Image-grounded pointing data:
○ ○ ○ ○ ○
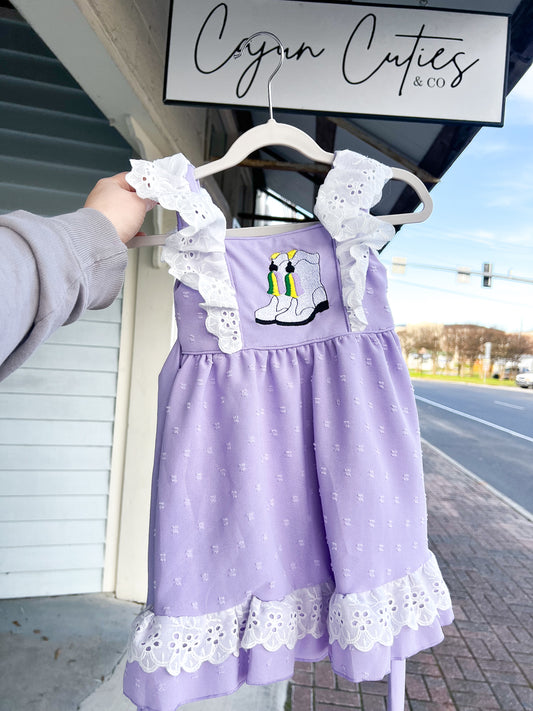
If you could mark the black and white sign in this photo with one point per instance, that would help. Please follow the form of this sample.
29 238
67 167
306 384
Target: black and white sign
355 59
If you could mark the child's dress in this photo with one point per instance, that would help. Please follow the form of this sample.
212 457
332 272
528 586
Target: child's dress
288 508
○ ○ ○ ○ ○
**REQUIRED WORK:**
An exact transcription of the records above is needed, with no pictures included.

**EXERCISE SOLUTION:**
If you could mark the black and white sign in this photo with one point per instance, that would help. Please follow the form of this sample.
29 238
67 167
306 384
Target: black and white sign
355 59
If you could mark the child's dress in this photo with one point per instance, that would help. Please follow the form of this sample.
212 457
332 272
528 586
Target: child's dress
288 508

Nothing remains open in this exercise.